Exercise: Turn the entries starting at the line containing "Mark the orange" and ending at the line containing "[0,231,638,409]", both included, into a Markdown table with the columns Row and Entry. Give each line its number in Row, and leave out blank lines.

Stored data:
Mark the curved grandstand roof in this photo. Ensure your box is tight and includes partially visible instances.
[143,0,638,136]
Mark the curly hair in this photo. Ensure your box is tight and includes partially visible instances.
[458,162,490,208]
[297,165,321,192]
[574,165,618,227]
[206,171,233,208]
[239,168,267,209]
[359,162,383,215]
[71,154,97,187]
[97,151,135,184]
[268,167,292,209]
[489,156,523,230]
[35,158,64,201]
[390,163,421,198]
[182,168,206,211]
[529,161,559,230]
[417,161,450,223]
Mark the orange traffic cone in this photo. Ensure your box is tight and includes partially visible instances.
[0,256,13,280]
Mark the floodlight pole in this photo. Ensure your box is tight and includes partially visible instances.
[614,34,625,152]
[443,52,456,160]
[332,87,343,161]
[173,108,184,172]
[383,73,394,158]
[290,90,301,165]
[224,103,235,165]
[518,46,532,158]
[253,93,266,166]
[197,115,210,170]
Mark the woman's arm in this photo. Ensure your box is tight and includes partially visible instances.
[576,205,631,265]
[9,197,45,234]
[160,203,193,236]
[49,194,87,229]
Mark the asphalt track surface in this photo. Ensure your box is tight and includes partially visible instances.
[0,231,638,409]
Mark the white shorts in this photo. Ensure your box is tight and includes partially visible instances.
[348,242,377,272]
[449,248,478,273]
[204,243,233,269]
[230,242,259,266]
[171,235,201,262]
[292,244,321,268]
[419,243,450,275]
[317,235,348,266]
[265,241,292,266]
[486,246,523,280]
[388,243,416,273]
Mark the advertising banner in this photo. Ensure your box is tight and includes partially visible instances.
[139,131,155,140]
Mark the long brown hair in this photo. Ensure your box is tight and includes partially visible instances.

Written solution:
| Row | Entry |
|---|---|
| 1 | Mark the orange traffic cone in this photo. Ensure your box is tight and includes partially visible instances. |
| 2 | [0,256,13,280] |
| 3 | Mark the floodlight pole in this photo. Ensure your box is tight and includes partially visible instances. |
| 4 | [614,34,625,152] |
| 5 | [443,52,456,160] |
| 6 | [332,87,343,161] |
| 7 | [173,108,184,172] |
| 8 | [383,73,394,158] |
| 9 | [290,90,301,165] |
| 10 | [224,103,235,165] |
| 11 | [518,46,532,158] |
| 12 | [253,93,266,166] |
| 13 | [197,115,210,170] |
| 14 | Mark the woman's arm in this photo. Ensure your box is tight and includes partially visible instances. |
| 15 | [576,205,631,265] |
| 16 | [9,197,45,234] |
| 17 | [160,203,193,236] |
| 18 | [49,194,87,229] |
| 19 | Mark the asphalt track surface in this photo. Ensure your box is tight and includes partially visible instances. |
| 20 | [0,231,638,409] |